Ricardo Lopez, a teacher, patrolled for ICE activity around Maya Angelou High School on Thursday. (Carlin Stiehl/L.A. Times via Getty Images)

A middle school teacher held a sign that read “Este es un espacio seguro para inmigrantes,” or “This is a safe space for immigrants.”

At a high school, volunteers circled the campus in cars affixed with stickers that read “Protecting communities from ICE and police terror.”

And in the neighborhood surrounding an elementary school, activists patrolled for signs of immigration enforcement activity.

In Los Angeles on Thursday, the mood on the first day of school for more than half a million students was tense against the backdrop of the Trump administration’s deportation push. L.A. Times | N.Y. Times


9.

“It’s just so inhumane.”

A man fleeing an immigration raid at a Home Depot in Monrovia early Thursday was struck by a vehicle and killed on a freeway, officials said. A day laborer told a reporter that he heard people start to yell, “La migra, corre!” or “Immigration, run!” One person hopped a concrete wall and entered the 210 Freeway, where the fatal collision occurred. By evening, a bouquet of flowers and two prayer candles appeared near the freeway. L.A. Times | L.A. Taco


10.

--------------------------------

*Work task*
Please copy the part of the excerpt on Los Angeles immigration enforcement that opens with the words "Ricardo Lopez, a" and closes with "immigration enforcement activity.", substituting "searched" for "patrolled".

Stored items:
--------------------------------

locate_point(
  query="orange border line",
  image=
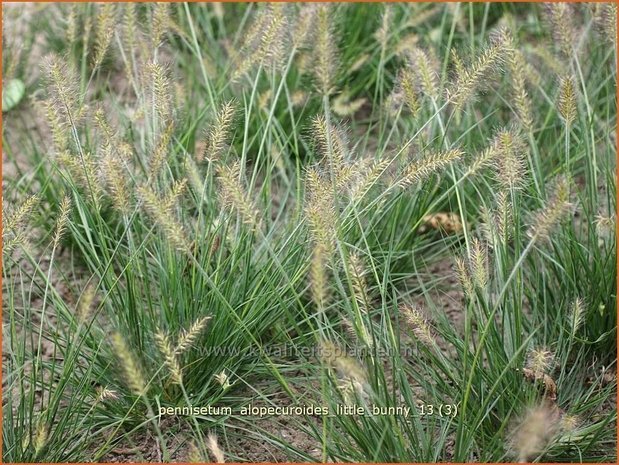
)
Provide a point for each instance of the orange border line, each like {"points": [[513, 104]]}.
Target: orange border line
{"points": [[295, 1]]}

--------------------------------

*Written reply*
Ricardo Lopez, a teacher, searched for ICE activity around Maya Angelou High School on Thursday. (Carlin Stiehl/L.A. Times via Getty Images)

A middle school teacher held a sign that read “Este es un espacio seguro para inmigrantes,” or “This is a safe space for immigrants.”

At a high school, volunteers circled the campus in cars affixed with stickers that read “Protecting communities from ICE and police terror.”

And in the neighborhood surrounding an elementary school, activists searched for signs of immigration enforcement activity.